● **Kutipan Halaman**:
┄┄┄┄┄┄┄┄┄┄

Saat rapat tersebut, sambung Arif, Jaksa Agung ST Burhanuddin menyebut bahwa peristiwa Semanggi I dan II bukanlah pelanggaran HAM berat berdasarkan rekomendasi Panitia Khusus Semanggi I dan II yang dibentuk DPR periode 1999–2004.
’’Pernyataan ST Burhanuddin yang melandasi argumentasi bahwa peristiwa Semanggi I dan Semanggi II berdasarkan Keputusan Paripurna DPR RI jelas hanya alasan politis dari Jaksa Agung untuk menghindari tanggung jawabnya melakukan penyidikan peristiwa Trisakti, Semanggi I dan Semanggi II, dan melindungi Presiden untuk tidak mengeluarkan Keppres Pengadilan HAM ad hoc,’’ cetus Arif.
Sebagai seorang penegak hukum yang mengemban mandat untuk melakukan penyidikan, seharusnya Jaksa Agung ST Burhanuddin dapat menuntaskan pelanggaran HAM berat atau tidaknya sebuah peristiwa ditentukan lewat jalur pro justisia dengan Komnas HAM sebagai penyelidik yang diamanahkan undang-undang, bukan lewat keputusan politis di dalam rapat anggota DPR.

┄┄┄┄┄┄┄┄┄┄

● **Data Tersedia**:
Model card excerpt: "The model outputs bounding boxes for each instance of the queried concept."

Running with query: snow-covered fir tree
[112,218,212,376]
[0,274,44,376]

┄┄┄┄┄┄┄┄┄┄

● **Soal Singkat 1**: Tentukan apakah setiap pernyataan berikut sesuai dengan kutipan halaman, lalu jawab ya atau tidak disertai kata-kata penentunya dari kutipan tersebut. (a) Panitia Khusus Semanggi I dan II dibentuk oleh DPR periode 1999–2004. (b) Jaksa Agung ST Burhanuddin menyebut peristiwa Semanggi I dan II sebagai pelanggaran HAM berat. (c) Kutipan itu menyebut Komnas HAM sebagai penyelidik yang diamanahkan undang-undang.
● **Soal Singkat 2**: Menurut Arif dalam kutipan halaman, siapa yang dilindungi Jaksa Agung agar tidak mengeluarkan Keppres Pengadilan HAM ad hoc?
● **Soal Singkat 3**: Terjemahkan kalimat dari kutipan halaman ini ke dalam bahasa Inggris: "Saat rapat tersebut, sambung Arif, Jaksa Agung ST Burhanuddin menyebut bahwa peristiwa Semanggi I dan II bukanlah pelanggaran HAM berat berdasarkan rekomendasi Panitia Khusus Semanggi I dan II yang dibentuk DPR periode 1999–2004."

● **Jawaban Latihan 1**:
(a) Ya: "Panitia Khusus Semanggi I dan II yang dibentuk DPR periode 1999–2004".
(b) Tidak: "peristiwa Semanggi I dan II bukanlah pelanggaran HAM berat".
(c) Ya: "dengan Komnas HAM sebagai penyelidik yang diamanahkan undang-undang".

● **Jawaban Latihan 2**: Presiden.

● **Jawaban Latihan 3**: During the meeting, Arif continued, Attorney General ST Burhanuddin stated that the Semanggi I and II incidents were not gross human rights violations, based on the recommendation of the Semanggi I and II Special Committee formed by the 1999–2004 DPR.